REQUEST ▸ Rewrite all of the lines below as a numbered list, leaving out any blank lines.

####################

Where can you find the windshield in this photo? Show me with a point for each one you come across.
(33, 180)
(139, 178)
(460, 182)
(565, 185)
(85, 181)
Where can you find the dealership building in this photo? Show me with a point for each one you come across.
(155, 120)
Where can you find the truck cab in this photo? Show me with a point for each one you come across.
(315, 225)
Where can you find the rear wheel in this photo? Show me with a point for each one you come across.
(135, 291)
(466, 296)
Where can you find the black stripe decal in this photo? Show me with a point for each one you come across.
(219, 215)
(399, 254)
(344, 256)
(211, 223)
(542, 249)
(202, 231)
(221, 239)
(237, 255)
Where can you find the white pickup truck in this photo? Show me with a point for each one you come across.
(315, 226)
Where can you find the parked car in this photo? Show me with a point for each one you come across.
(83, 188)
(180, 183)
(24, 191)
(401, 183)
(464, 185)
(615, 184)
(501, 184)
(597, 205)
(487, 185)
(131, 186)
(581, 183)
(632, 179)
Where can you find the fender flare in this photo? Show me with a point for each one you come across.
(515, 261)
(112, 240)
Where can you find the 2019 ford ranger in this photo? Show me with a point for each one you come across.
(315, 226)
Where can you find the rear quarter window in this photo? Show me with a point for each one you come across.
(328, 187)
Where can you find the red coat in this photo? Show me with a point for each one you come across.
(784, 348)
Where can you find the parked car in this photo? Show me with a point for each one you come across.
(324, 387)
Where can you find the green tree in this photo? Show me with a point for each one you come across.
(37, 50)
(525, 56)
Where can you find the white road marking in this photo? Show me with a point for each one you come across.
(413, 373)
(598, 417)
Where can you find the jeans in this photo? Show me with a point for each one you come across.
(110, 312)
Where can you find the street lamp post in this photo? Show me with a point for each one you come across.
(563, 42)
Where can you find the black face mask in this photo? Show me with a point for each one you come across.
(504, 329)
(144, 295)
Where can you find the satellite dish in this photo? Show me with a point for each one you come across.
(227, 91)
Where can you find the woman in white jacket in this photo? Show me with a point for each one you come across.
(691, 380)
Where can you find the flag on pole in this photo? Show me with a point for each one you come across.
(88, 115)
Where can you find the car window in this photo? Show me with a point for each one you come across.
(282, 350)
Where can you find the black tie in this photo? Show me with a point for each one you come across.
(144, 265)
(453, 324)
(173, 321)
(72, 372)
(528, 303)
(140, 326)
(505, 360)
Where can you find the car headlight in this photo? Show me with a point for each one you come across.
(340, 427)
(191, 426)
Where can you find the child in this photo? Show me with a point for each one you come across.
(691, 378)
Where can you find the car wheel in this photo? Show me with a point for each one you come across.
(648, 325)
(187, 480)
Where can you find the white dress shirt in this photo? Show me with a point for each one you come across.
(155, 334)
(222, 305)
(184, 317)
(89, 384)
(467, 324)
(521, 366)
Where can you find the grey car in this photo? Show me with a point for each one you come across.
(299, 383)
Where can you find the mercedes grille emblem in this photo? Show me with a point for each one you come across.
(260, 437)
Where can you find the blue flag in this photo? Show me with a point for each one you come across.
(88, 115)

####################

RESPONSE TO THIS EXERCISE ▸
1. Where can you find the windshield in this photo? Show me with a point for each one you come across.
2. (33, 180)
3. (139, 178)
4. (460, 182)
5. (565, 185)
6. (85, 181)
7. Where can you find the dealership building in this photo? Show me with a point for each one you come across.
8. (155, 120)
9. Where can you find the truck cab in this photo? Show me with a point for each one you come across.
10. (315, 225)
11. Where can you find the rear wheel in this photo? Show me with a point for each one you come across.
12. (135, 291)
13. (466, 296)
14. Where can you find the black stripe decal in this photo? Show me with a point for each one you come across.
15. (219, 215)
16. (399, 254)
17. (344, 256)
18. (211, 223)
19. (542, 249)
20. (202, 231)
21. (221, 239)
22. (237, 255)
23. Where can you find the white pickup truck in this photo? Show me with a point for each one you come across.
24. (315, 226)
25. Where can you find the parked car in this photo? Show me with a point for each one you come across.
26. (83, 188)
27. (180, 183)
28. (24, 191)
29. (401, 183)
30. (464, 185)
31. (615, 184)
32. (501, 184)
33. (597, 205)
34. (487, 185)
35. (131, 186)
36. (581, 183)
37. (632, 179)
38. Where can you find the fender flare in this photo? Show me with a point for each one you come across.
39. (515, 261)
40. (112, 240)
41. Where can you find the 2019 ford ranger in this photo? Show me with a point for each one you come across.
42. (315, 226)
43. Where can you find the rear quarter window in this photo? Show me with a point for each one you come across.
44. (328, 187)
45. Where can you find the red coat in this photo? Show me with a point for each one you come across.
46. (784, 348)
47. Where can you find the parked car in this photo? Show me with a point for each one you come across.
48. (324, 387)
49. Where can you find the green tree in this photo? Show me with a point for each one you come across.
50. (37, 50)
51. (525, 56)
52. Where can you find the white road marking in this photo? Show me with a point for each one you come across.
53. (413, 373)
54. (598, 417)
55. Where can you find the jeans in this photo? Show me with a point for each one you come across.
56. (110, 312)
57. Where can you find the street lamp post in this photo? Show me with a point for each one you come across.
58. (563, 42)
59. Where can you find the black face mask in this photo? Show me with a point for each one you come across.
60. (504, 329)
61. (144, 295)
62. Where can you find the satellite dish in this photo? Show me with a point for each one you come across.
63. (227, 91)
64. Where can you find the woman in white jacket in this photo? Show me with a point for each one you come across.
65. (691, 380)
66. Where can you find the flag on pole in this photo? Show me with a point for each one you come across.
67. (88, 115)
68. Where can you find the car window in this photo? Show me with a point for each one you come across.
69. (282, 350)
70. Where can you find the black tie in this photo? Show me with a point for each one you come across.
71. (144, 265)
72. (453, 324)
73. (173, 321)
74. (72, 372)
75. (528, 303)
76. (140, 326)
77. (505, 360)
78. Where can you find the car headlight in this photo? Show me with a point for each one you come across.
79. (340, 427)
80. (191, 426)
81. Where can you find the child in this photo? Show me with a point for each one you come across.
82. (691, 378)
83. Where can you find the car wheel in this photo? Show me with a point for each one you come across.
84. (648, 325)
85. (187, 480)
86. Where can you find the white dress shirt in this photo? Show me with a point for each one you come across.
87. (155, 334)
88. (222, 305)
89. (184, 317)
90. (89, 384)
91. (467, 324)
92. (521, 366)
93. Where can you find the grey car in this photo? Show me with a point for each one you come across.
94. (299, 383)
95. Where can you find the mercedes grille emblem in this photo? Show me with a point for each one you come across.
96. (260, 437)
97. Where can you find the blue flag in this photo? Show me with a point for each one you come across.
98. (88, 115)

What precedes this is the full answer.